-------- Extrait

Chaque fois que s ' éparpille une
nouvelle volée de
catéchumènes, je pense à vous
qui étiez là où ils en sont,
il y a un an, deux ans, ou plus ; je songe aux
émotions sincères qui remplissaient
votre coeur, aux projets que vous aviez
formés, aux résolutions que vous
aviez prises ; et je vous cherche par la
pensée et dans la prière partout
où vous êtes aujourd'hui
dispersés ; partout où vous ont
emmenés votre apprentissage, vos
études, vos plaisirs, les innombrables
chemins de la vie.
Beaucoup d'entre vous sont restés
fidèles ; ils se sont vaillamment unis
à ceux qui, dans les Unions
chrétiennes ou les jeunesses d'Eglise,
luttent pour entretenir la vie, en eux et autour
d'eux. Ils ont du moins tenu leur serment de suivre
les cultes, d'ouvrir leur Bible, de prier. À
ceux-là, je crie : « Bon
courage ! Ne vous lassez pas de faire le
bien ! Vous n'avez pas toujours
été vainqueurs ? Moi non plus.
Les prophètes non plus. Les apôtres
non plus. Ne vous rendez pas, jamais ! Dieu
tient en réserve pour vous la
récompense royale qu'il donne à ceux
qui se sont donnés. »
Mais je pense aussi, avec quelle
mélancolie, à ceux d'entre vous
(c'est le grand nombre, hélas 1) qui ont
déjà oublié ; qui se sont
laissé emporter vers
l'incrédulité, vers la
frivolité, et peut-être jusqu'à
la débauche. Et je demande à Dieu que
par la souffrance ou par la joie, vous puissiez
retrouver les émotions perdues, reprendre
les résolutions oubliées, sortir des
chemins où l'on s'égare.
Si ces lignes viennent à tomber sous
vos yeux, qu'elles soient pour vous un appel, une
supplication miséricordieuse de Celui qui
n'a jamais cessé de vous aimer, et de vous
attendre.
À Paris, aux jeux olympiques, il y eut
cette fameuse course des 400 mètres, dont le
Times disait que « C' était
probablement la course la plus dramatique qui ait
jamais été courue sur une
arène ».

----------------

Recopiez s'il vous plaît le passage de l'extrait qui va de « Mais je pense » jusqu'à « où l'on s'égare. » inclus. Le matériel ci-dessous provient d'une autre source que l'extrait.

-------- Informations affichées

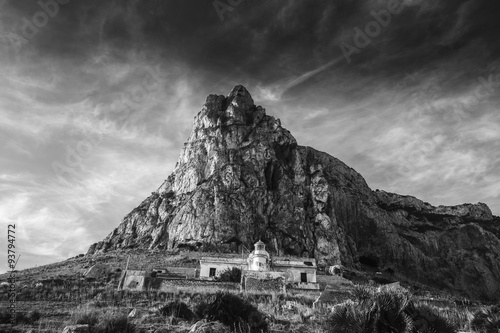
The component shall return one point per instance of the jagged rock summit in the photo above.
(242, 177)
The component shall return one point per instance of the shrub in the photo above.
(230, 275)
(487, 320)
(101, 321)
(89, 317)
(114, 323)
(234, 312)
(177, 309)
(426, 320)
(33, 316)
(348, 317)
(385, 312)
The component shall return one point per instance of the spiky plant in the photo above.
(362, 293)
(350, 317)
(426, 320)
(391, 316)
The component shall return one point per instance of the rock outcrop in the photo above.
(241, 176)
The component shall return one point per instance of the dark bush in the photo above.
(234, 312)
(230, 275)
(425, 320)
(369, 261)
(384, 312)
(113, 323)
(487, 320)
(177, 309)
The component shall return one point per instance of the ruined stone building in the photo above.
(260, 264)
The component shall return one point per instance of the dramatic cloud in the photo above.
(98, 97)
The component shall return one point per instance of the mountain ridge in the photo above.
(241, 176)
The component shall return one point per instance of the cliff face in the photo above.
(241, 176)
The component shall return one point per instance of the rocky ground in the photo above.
(61, 304)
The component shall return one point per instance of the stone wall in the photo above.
(167, 285)
(259, 285)
(133, 280)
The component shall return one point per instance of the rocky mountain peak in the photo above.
(240, 97)
(241, 177)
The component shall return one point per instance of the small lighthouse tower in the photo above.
(258, 260)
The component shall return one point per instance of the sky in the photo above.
(98, 97)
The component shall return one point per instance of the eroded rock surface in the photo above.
(241, 176)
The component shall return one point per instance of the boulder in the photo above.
(203, 326)
(76, 329)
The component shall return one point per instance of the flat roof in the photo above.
(224, 259)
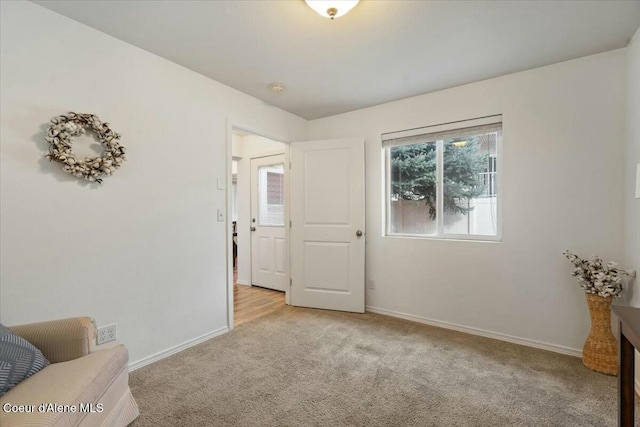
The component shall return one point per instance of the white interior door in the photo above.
(327, 230)
(269, 249)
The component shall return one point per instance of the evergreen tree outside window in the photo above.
(444, 183)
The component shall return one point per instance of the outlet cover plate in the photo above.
(107, 334)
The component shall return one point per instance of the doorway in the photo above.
(258, 212)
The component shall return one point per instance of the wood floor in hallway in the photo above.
(252, 302)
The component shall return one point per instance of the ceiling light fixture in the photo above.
(332, 8)
(276, 87)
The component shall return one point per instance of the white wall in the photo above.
(563, 142)
(632, 157)
(249, 146)
(144, 250)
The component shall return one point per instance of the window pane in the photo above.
(271, 195)
(412, 205)
(470, 185)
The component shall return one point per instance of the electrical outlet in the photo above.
(107, 334)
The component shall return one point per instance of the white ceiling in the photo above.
(379, 52)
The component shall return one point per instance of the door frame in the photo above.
(238, 125)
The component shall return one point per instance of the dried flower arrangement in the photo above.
(598, 278)
(59, 137)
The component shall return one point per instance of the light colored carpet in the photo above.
(302, 367)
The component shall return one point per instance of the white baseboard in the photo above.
(481, 332)
(176, 349)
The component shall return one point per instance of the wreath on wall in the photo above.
(60, 137)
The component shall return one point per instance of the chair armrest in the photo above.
(60, 340)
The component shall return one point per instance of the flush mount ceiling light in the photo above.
(276, 87)
(332, 8)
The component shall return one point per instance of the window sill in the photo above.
(471, 239)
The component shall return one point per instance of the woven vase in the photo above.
(600, 351)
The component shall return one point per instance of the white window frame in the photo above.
(439, 234)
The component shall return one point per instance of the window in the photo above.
(271, 195)
(443, 181)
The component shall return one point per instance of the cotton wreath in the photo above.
(64, 127)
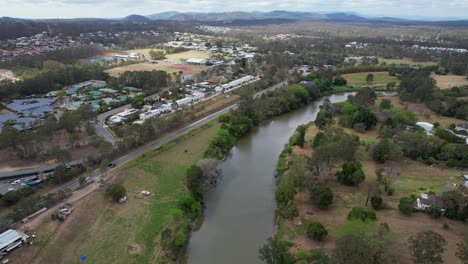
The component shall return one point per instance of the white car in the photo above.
(16, 182)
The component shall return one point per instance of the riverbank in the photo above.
(126, 233)
(415, 179)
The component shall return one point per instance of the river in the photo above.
(239, 212)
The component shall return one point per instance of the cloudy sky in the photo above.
(120, 8)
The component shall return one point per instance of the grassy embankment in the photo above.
(130, 232)
(415, 178)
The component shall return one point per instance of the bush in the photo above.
(289, 210)
(358, 213)
(284, 193)
(406, 205)
(316, 231)
(351, 173)
(376, 202)
(116, 192)
(322, 196)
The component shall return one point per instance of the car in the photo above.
(15, 182)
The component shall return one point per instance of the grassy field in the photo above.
(191, 54)
(422, 112)
(380, 79)
(415, 178)
(163, 66)
(129, 233)
(406, 61)
(448, 81)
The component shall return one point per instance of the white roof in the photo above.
(8, 237)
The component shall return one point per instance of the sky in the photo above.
(417, 9)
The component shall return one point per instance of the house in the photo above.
(426, 201)
(428, 127)
(462, 127)
(11, 239)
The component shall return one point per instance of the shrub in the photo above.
(358, 213)
(316, 231)
(116, 192)
(322, 196)
(351, 173)
(406, 205)
(284, 193)
(289, 210)
(376, 202)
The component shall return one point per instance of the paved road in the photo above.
(101, 129)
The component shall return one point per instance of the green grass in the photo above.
(406, 61)
(380, 79)
(107, 234)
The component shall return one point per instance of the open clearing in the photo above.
(407, 62)
(106, 232)
(191, 54)
(380, 79)
(448, 81)
(415, 178)
(160, 66)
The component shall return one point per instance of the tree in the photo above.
(385, 104)
(116, 192)
(324, 118)
(427, 247)
(364, 243)
(322, 196)
(276, 251)
(387, 175)
(316, 231)
(462, 251)
(370, 78)
(340, 81)
(300, 137)
(351, 173)
(386, 150)
(358, 213)
(406, 205)
(376, 202)
(366, 117)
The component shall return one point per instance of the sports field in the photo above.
(162, 66)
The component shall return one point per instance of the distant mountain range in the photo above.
(249, 18)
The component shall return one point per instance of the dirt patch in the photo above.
(448, 81)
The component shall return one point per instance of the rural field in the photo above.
(448, 81)
(160, 66)
(407, 62)
(380, 79)
(106, 232)
(415, 178)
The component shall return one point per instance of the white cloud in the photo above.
(120, 8)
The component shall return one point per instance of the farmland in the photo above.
(380, 79)
(416, 178)
(129, 233)
(448, 81)
(161, 66)
(406, 62)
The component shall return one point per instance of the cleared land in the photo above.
(423, 113)
(407, 62)
(416, 178)
(448, 81)
(128, 233)
(160, 66)
(191, 54)
(380, 79)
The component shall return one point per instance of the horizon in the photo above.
(108, 9)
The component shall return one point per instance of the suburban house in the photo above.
(427, 200)
(11, 239)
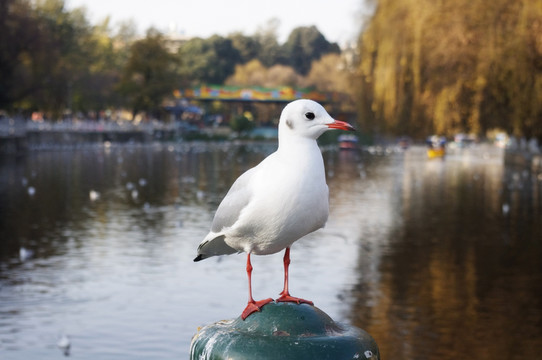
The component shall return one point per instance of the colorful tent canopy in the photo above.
(252, 93)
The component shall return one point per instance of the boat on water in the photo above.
(435, 153)
(348, 142)
(436, 146)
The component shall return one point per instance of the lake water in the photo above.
(436, 259)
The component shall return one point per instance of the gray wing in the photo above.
(233, 203)
(226, 215)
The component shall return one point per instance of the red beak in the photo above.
(341, 125)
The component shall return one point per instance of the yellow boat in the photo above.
(435, 152)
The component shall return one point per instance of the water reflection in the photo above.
(459, 278)
(436, 259)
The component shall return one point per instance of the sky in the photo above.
(338, 20)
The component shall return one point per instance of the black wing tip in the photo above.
(199, 257)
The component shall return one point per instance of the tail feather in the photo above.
(214, 247)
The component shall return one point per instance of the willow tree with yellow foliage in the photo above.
(452, 65)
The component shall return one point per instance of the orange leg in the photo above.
(252, 305)
(285, 294)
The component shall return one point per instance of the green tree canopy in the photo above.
(305, 45)
(150, 74)
(209, 60)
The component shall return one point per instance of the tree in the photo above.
(254, 73)
(208, 60)
(271, 53)
(149, 75)
(466, 65)
(247, 46)
(304, 45)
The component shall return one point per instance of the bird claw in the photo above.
(254, 306)
(288, 298)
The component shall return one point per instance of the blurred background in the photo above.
(120, 134)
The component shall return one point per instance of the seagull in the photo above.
(277, 202)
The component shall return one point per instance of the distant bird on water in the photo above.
(282, 199)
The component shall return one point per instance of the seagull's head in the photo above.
(307, 118)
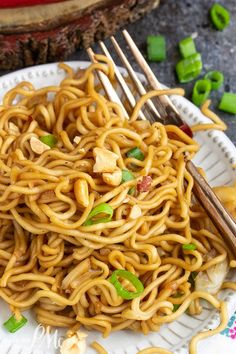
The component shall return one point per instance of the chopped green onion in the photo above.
(132, 191)
(128, 176)
(187, 47)
(156, 48)
(216, 78)
(177, 295)
(12, 325)
(220, 16)
(201, 91)
(175, 308)
(191, 278)
(136, 153)
(189, 68)
(125, 294)
(49, 140)
(189, 247)
(228, 103)
(93, 217)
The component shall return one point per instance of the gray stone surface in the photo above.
(177, 19)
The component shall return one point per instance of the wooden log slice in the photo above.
(46, 33)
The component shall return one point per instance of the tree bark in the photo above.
(48, 33)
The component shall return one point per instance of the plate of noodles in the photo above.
(102, 242)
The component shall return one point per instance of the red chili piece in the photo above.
(145, 184)
(187, 130)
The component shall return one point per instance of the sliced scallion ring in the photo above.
(220, 16)
(128, 176)
(49, 140)
(125, 274)
(216, 78)
(189, 68)
(136, 153)
(201, 91)
(100, 209)
(12, 325)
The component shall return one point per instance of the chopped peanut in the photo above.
(141, 125)
(75, 344)
(13, 129)
(77, 139)
(38, 146)
(105, 160)
(81, 192)
(135, 212)
(113, 179)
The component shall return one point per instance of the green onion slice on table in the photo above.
(216, 78)
(101, 213)
(189, 247)
(201, 91)
(156, 48)
(187, 47)
(228, 103)
(125, 294)
(136, 153)
(12, 325)
(189, 68)
(220, 16)
(49, 140)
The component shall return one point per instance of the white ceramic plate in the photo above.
(216, 156)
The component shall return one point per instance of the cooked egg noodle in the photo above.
(50, 261)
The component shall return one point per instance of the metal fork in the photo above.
(161, 109)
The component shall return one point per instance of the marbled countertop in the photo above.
(177, 19)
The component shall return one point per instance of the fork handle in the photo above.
(212, 205)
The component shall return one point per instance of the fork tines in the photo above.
(162, 109)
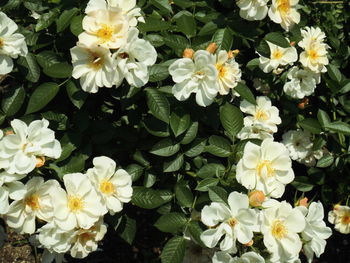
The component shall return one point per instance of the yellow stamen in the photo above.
(107, 187)
(265, 164)
(278, 229)
(261, 115)
(75, 203)
(32, 201)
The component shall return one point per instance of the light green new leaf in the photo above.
(41, 96)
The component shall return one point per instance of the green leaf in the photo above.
(174, 250)
(41, 96)
(204, 185)
(179, 122)
(245, 93)
(13, 100)
(278, 39)
(75, 94)
(158, 104)
(165, 147)
(29, 67)
(135, 171)
(218, 194)
(325, 161)
(153, 24)
(231, 119)
(211, 170)
(127, 229)
(218, 146)
(59, 70)
(65, 19)
(186, 23)
(223, 39)
(323, 117)
(173, 164)
(47, 58)
(45, 20)
(311, 125)
(183, 194)
(171, 223)
(334, 73)
(158, 73)
(338, 126)
(148, 198)
(76, 26)
(190, 134)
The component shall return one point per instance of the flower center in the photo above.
(265, 166)
(232, 222)
(261, 115)
(283, 6)
(96, 61)
(346, 219)
(75, 203)
(313, 55)
(105, 33)
(32, 201)
(277, 54)
(107, 187)
(278, 229)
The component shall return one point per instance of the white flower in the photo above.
(80, 207)
(26, 144)
(280, 225)
(284, 12)
(85, 240)
(12, 44)
(54, 239)
(94, 66)
(134, 58)
(128, 8)
(249, 257)
(311, 35)
(314, 57)
(195, 76)
(315, 231)
(113, 185)
(278, 57)
(35, 203)
(298, 144)
(301, 83)
(264, 115)
(254, 132)
(235, 221)
(340, 217)
(107, 28)
(267, 168)
(253, 9)
(229, 73)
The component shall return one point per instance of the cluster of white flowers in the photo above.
(206, 73)
(283, 12)
(263, 120)
(73, 215)
(286, 230)
(340, 217)
(300, 147)
(12, 44)
(302, 81)
(109, 49)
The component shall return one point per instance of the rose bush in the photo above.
(103, 143)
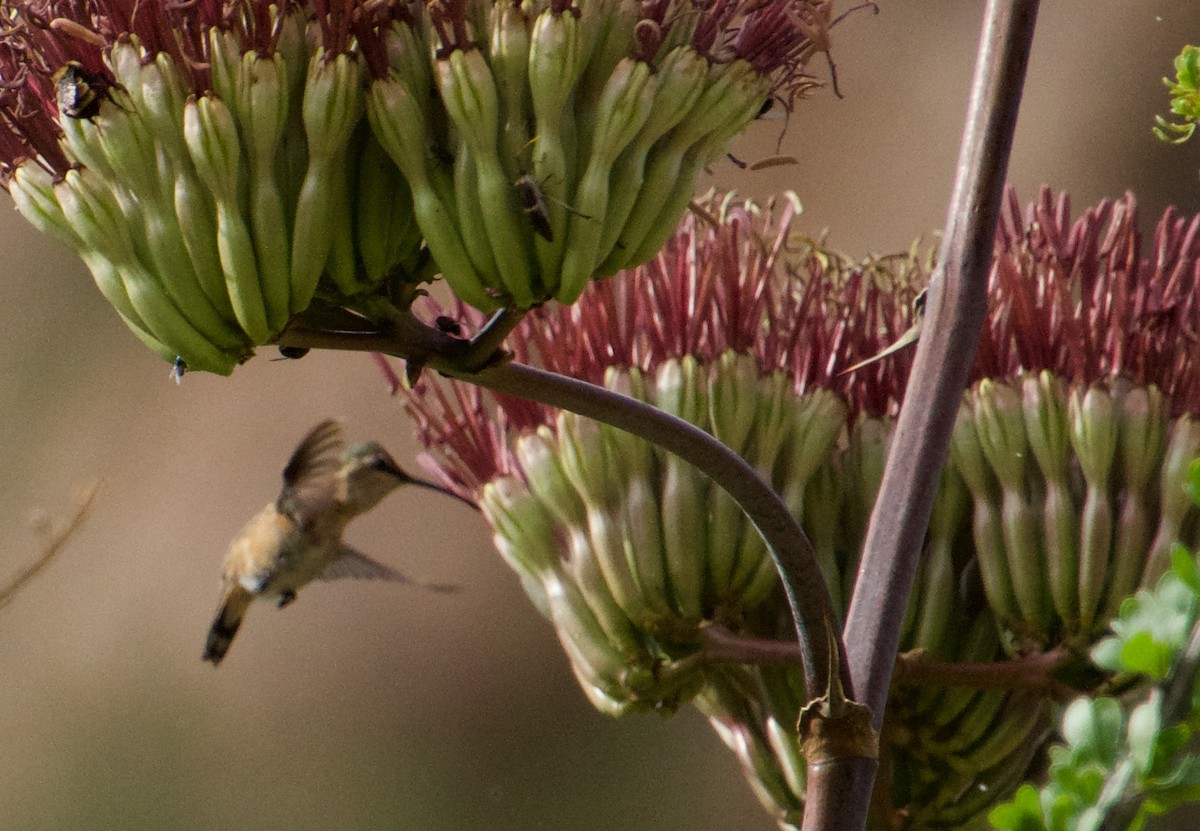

----------------

» Réponse attendue:
Mais je pense aussi, avec quelle
mélancolie, à ceux d'entre vous
(c'est le grand nombre, hélas 1) qui ont
déjà oublié ; qui se sont
laissé emporter vers
l'incrédulité, vers la
frivolité, et peut-être jusqu'à
la débauche. Et je demande à Dieu que
par la souffrance ou par la joie, vous puissiez
retrouver les émotions perdues, reprendre
les résolutions oubliées, sortir des
chemins où l'on s'égare.